Respuestas
El enfrentamiento entre el Gobierno y el campo sobre la distribución de la renta agropecuaria es un ejemplo de una característica fundamental de toda democracia: la tensión entre la libertad individual y la igualdad colectiva. La libertad individual apunta a poder actuar con la mayor autonomía posible. Esto implica, entre otras cosas, minimizar las restricciones por parte del Estado. La igualdad se refiere a los criterios según los cuales se comparten y distribuyen los bienes materiales dentro de una sociedad. En general, un mayor énfasis en la igualdad implica ampliar el papel del Estado.
El sector agropecuario ve coartada su libertad cuando el Gobierno incrementa sus impuestos. Entiende esta "voracidad" fiscal como una suerte de confiscación. Lo que demanda es, simplemente, el derecho a la protección de la propiedad privada.
El Gobierno, supuestamente, se propondría redistribuir el ingreso para fortalecer los derechos sociales. Estos derechos se definen como el acceso a las condiciones básicas que permiten a los ciudadanos vivir con dignidad. Siempre y cuando la polémica medida tomada por la actual administración vaya en esta dirección, el énfasis estaría puesto en el principio de equidad. En términos de porcentaje del PBI, los ingresos fiscales en la Argentina son más bajos que en los países de mayor desarrollo económico. Esto perfectamente puede justificar que el Gobierno utilice un impuesto a las exportaciones de soja y girasol como instrumento de recaudación en un contexto de altos precios internacionales.
Si bien la relación entre libertad e igualdad no siempre es de suma cero, la experiencia de las democracias occidentales nos muestra que los derechos suelen coexistir en forma conflictiva y, a veces, contradictoria. Es decir: su evolución no es armónica.
Pensemos en los países escandinavos. Allí el énfasis en los derechos sociales vinculados al Estado de bienestar van de la mano de una política impositiva que establece límites estrictos al poder de decisión que tienen los individuos para disponer de sus ingresos. En estas democracias, la expansión de la esfera de la igualdad comprime el derecho a la propiedad privada. O sea, reduce la libertad individual de los ciudadanos.
¿Hasta qué punto la libertad debe sacrificarse por la justicia social, o viceversa? Si el énfasis en las libertades individuales conlleva un menor papel del Estado (por ejemplo, en términos de política tributaria y organización del gasto público), el resultado puede ser un crecimiento de la desigualdad social.
El caso de los Estados Unidos ilustra este tipo de dilemas. La crisis en el sistema de salud es una clara manifestación del creciente problema de la desigualdad en ese país. Si los Estados Unidos optaran por seguir el modelo de otras democracias avanzadas deberían expandir el papel del Estado en la provisión de servicios de salud, tanto para mejorar la eficacia como para expandir el acceso. No es ninguna sorpresa que en un país donde el número de personas sin cobertura médica creció en casi seis millones en los primeros cinco años del siglo XXI, éste sea uno de los temas más controvertidos de la actual campaña electoral.

_Conjunto de datos_:
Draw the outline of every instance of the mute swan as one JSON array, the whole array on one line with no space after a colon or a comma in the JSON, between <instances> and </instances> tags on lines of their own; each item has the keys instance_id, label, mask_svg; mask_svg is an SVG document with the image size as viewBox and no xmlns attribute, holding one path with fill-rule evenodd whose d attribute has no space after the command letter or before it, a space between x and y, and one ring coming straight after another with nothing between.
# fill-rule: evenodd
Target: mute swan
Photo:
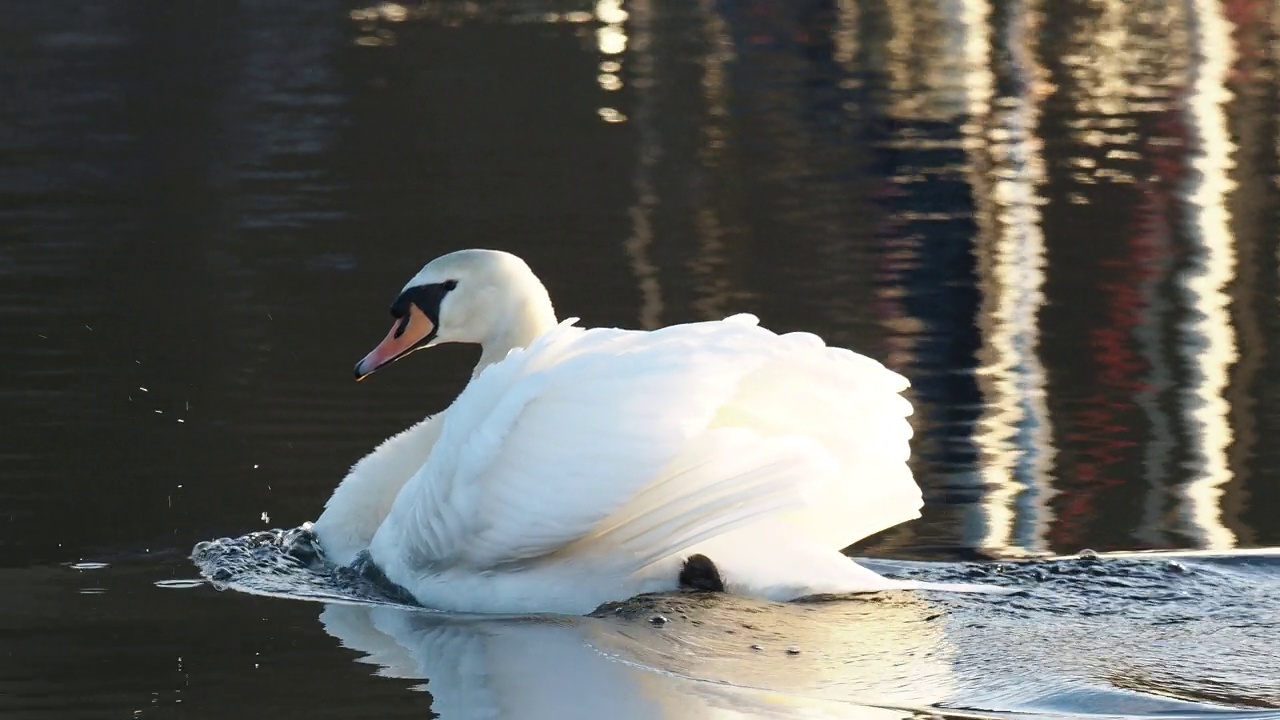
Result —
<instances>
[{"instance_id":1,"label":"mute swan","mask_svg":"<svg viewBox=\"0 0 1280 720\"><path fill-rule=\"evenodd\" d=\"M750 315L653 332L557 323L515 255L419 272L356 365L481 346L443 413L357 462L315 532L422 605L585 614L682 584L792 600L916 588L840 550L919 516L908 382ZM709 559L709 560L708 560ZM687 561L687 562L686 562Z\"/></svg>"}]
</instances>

--

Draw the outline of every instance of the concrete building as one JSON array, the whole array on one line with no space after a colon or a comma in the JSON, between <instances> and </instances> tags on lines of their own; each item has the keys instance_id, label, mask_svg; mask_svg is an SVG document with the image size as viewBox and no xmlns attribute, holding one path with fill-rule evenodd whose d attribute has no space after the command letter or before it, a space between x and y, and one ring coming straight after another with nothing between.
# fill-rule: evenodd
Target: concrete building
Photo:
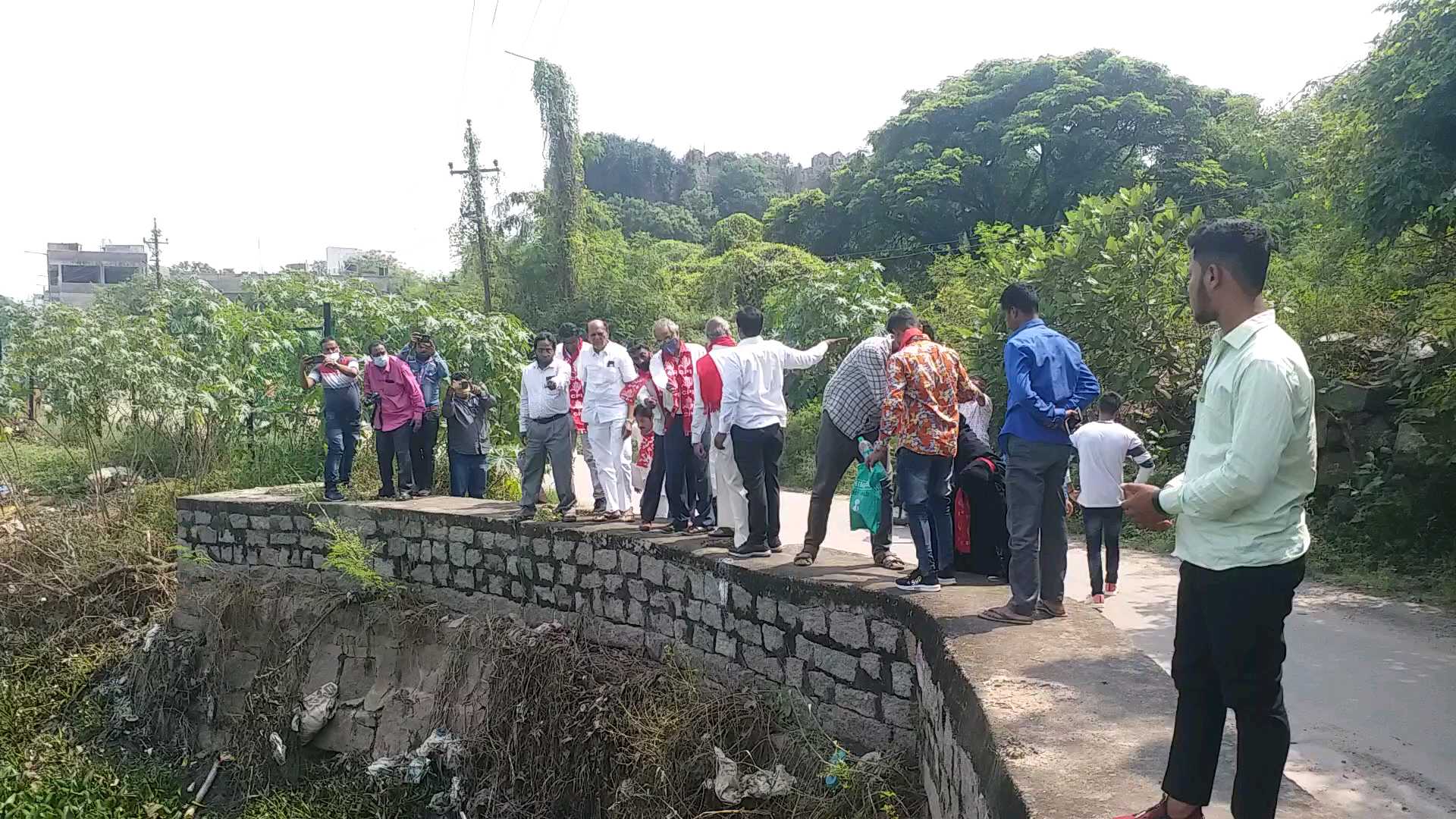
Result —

---

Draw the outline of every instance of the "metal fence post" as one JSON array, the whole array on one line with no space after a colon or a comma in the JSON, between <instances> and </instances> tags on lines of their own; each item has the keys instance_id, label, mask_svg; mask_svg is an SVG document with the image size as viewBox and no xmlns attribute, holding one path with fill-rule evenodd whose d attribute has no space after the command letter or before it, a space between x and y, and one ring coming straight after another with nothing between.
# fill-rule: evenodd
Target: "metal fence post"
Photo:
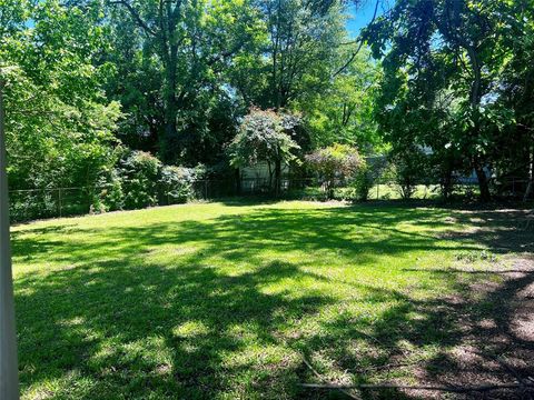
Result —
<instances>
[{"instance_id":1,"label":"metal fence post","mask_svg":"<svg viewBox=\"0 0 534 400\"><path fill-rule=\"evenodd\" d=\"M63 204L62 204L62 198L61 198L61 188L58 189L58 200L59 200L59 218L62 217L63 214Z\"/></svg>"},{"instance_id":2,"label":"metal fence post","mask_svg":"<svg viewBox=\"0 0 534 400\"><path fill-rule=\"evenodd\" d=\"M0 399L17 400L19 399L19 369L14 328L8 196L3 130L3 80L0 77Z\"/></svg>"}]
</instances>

_Actividad_: Según el texto fuente, ¿cuánto creció el número de personas sin cobertura médica en los Estados Unidos en los primeros cinco años del siglo XXI?

_Resultado del ejercicio_: Creció en casi seis millones.